*Description of the task:* Reproduce the lines below word for word, starting at the first line and ending at the line that contains "xmin=153 ymin=139 xmax=276 ymax=487", with that line included.

*The data:*
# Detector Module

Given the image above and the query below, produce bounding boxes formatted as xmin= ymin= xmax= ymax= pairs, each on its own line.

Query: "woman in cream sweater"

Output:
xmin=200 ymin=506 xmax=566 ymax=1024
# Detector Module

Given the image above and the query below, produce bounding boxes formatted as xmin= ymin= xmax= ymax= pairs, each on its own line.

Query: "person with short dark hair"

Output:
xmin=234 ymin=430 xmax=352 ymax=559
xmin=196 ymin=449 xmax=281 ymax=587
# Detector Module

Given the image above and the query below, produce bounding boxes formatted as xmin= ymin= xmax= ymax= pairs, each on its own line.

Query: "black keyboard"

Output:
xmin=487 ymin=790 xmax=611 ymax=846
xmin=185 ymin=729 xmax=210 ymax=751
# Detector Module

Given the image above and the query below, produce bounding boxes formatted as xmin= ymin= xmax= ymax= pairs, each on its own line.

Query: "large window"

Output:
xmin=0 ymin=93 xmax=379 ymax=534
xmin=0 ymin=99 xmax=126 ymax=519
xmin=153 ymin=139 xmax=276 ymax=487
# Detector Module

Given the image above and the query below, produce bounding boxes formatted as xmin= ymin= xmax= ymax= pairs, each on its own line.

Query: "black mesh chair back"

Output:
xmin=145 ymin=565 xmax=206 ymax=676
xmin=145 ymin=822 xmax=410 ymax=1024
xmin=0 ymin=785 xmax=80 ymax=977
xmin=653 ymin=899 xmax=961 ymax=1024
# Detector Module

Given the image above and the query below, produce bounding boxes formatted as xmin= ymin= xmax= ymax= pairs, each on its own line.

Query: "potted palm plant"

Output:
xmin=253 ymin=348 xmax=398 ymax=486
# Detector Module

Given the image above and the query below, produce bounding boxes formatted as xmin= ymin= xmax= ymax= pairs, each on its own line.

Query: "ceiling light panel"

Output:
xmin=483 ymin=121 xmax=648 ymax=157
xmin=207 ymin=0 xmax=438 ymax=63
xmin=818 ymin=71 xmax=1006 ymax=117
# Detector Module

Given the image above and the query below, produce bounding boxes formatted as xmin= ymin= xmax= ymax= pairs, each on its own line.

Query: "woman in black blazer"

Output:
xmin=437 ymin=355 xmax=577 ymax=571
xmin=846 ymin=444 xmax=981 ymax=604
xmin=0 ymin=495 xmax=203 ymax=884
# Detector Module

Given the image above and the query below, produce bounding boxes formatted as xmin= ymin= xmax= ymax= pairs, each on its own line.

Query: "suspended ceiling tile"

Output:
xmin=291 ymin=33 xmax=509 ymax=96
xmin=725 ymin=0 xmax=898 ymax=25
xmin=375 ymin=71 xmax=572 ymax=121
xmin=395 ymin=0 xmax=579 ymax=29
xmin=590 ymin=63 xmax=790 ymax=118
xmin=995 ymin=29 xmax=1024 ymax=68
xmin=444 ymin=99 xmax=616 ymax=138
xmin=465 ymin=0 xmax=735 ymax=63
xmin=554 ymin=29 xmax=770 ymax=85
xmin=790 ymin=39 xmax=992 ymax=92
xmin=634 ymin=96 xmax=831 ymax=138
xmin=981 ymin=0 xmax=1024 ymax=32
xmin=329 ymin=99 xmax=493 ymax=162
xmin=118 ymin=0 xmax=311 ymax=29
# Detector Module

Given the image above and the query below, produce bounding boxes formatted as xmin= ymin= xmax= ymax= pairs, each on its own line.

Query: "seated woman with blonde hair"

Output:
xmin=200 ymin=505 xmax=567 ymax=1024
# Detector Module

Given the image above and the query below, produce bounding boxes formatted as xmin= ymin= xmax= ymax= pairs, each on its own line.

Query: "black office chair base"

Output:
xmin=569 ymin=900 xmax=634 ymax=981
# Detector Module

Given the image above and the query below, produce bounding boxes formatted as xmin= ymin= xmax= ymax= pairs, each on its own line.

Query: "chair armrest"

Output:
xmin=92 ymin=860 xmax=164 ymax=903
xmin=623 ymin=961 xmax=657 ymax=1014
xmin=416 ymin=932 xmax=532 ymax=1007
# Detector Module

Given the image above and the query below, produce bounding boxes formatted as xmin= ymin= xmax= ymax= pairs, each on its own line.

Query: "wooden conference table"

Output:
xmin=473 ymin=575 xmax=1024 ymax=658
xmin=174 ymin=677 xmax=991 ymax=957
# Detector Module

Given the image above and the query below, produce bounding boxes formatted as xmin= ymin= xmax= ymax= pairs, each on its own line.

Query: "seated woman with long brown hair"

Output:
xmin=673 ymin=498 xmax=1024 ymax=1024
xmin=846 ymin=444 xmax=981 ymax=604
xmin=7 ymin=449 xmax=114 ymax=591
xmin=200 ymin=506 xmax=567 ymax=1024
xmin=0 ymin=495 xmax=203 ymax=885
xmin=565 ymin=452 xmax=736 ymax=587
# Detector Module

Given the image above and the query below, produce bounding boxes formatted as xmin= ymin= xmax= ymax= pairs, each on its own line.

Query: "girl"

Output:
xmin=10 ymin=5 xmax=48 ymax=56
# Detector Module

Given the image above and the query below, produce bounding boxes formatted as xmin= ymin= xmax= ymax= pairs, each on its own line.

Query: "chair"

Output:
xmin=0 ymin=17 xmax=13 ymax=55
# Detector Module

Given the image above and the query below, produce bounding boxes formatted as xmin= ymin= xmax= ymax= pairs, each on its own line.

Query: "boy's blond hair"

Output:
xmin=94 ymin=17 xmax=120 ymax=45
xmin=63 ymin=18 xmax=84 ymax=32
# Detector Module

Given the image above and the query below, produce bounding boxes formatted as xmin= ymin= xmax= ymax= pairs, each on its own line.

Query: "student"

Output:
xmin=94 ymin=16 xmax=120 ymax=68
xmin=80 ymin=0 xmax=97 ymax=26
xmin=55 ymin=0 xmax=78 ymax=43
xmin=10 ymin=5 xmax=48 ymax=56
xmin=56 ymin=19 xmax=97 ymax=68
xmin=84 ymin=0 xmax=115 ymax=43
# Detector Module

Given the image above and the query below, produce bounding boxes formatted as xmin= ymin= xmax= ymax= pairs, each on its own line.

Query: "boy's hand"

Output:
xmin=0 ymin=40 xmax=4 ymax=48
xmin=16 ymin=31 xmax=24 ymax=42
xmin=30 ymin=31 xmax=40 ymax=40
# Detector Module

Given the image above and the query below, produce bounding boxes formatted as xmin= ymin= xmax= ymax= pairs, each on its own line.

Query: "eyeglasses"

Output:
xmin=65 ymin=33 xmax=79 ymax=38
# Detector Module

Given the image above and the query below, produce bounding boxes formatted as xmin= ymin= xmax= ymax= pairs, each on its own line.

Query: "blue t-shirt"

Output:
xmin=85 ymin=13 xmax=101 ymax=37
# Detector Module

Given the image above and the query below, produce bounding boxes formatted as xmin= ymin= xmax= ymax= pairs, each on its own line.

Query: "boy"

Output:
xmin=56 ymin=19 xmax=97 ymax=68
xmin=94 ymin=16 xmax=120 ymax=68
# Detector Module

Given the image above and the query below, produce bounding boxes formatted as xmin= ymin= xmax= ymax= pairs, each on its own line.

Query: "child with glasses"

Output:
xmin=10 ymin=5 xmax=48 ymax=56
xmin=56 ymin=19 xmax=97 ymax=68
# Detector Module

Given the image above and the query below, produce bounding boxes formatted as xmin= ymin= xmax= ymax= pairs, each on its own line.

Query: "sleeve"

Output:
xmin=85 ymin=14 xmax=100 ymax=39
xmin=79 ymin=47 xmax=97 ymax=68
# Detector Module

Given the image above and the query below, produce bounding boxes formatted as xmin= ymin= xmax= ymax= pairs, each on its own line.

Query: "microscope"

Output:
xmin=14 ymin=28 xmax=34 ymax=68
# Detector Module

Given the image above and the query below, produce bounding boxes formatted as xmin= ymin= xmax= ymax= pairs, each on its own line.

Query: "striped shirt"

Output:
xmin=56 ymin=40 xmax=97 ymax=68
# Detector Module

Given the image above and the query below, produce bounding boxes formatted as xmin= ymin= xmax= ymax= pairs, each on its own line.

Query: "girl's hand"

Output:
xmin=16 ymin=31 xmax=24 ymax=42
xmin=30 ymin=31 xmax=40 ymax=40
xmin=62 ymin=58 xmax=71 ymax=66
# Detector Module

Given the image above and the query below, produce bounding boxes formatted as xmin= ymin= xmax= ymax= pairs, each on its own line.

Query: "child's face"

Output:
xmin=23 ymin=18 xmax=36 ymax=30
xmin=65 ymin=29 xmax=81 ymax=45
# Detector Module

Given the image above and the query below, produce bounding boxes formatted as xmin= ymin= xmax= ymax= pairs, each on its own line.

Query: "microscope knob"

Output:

*Response to the task:*
# Detector Module

Given the image above and the query below, produce bounding boxes formatted as xmin= ymin= xmax= ymax= pairs, each on its own line.

Query: "woman in cream sweater"

Output:
xmin=200 ymin=506 xmax=566 ymax=1024
# Detector Module

Given the image above and the query below, produce bounding boxes formatted as xmin= ymin= xmax= ymax= pairs, each on its own line.

Query: "person with short dark hair"

Output:
xmin=234 ymin=430 xmax=352 ymax=559
xmin=196 ymin=449 xmax=281 ymax=587
# Detector Module

Given the image above and the query below, produce bounding boxes formatted as xmin= ymin= xmax= ymax= pairs, each on its own line.

Query: "black keyboard"

Output:
xmin=487 ymin=790 xmax=611 ymax=846
xmin=185 ymin=729 xmax=210 ymax=751
# Detector Module

Given the image above and the query below, produce bounding boxes formatted as xmin= ymin= xmax= ymax= pairs, each on its own line.

Query: "large window"

Output:
xmin=0 ymin=93 xmax=379 ymax=534
xmin=0 ymin=99 xmax=126 ymax=519
xmin=153 ymin=139 xmax=276 ymax=487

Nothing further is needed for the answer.